Items listed in a dataset:
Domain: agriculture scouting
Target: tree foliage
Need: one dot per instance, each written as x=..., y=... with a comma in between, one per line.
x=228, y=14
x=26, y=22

-- Exercise requirements --
Produce the records once again, exactly as they stand above.

-- Solution to this task --
Domain: agriculture scouting
Target: tree foliage
Need: one dot per instance, each written as x=..., y=... with a comma in between, one per line.
x=228, y=14
x=26, y=22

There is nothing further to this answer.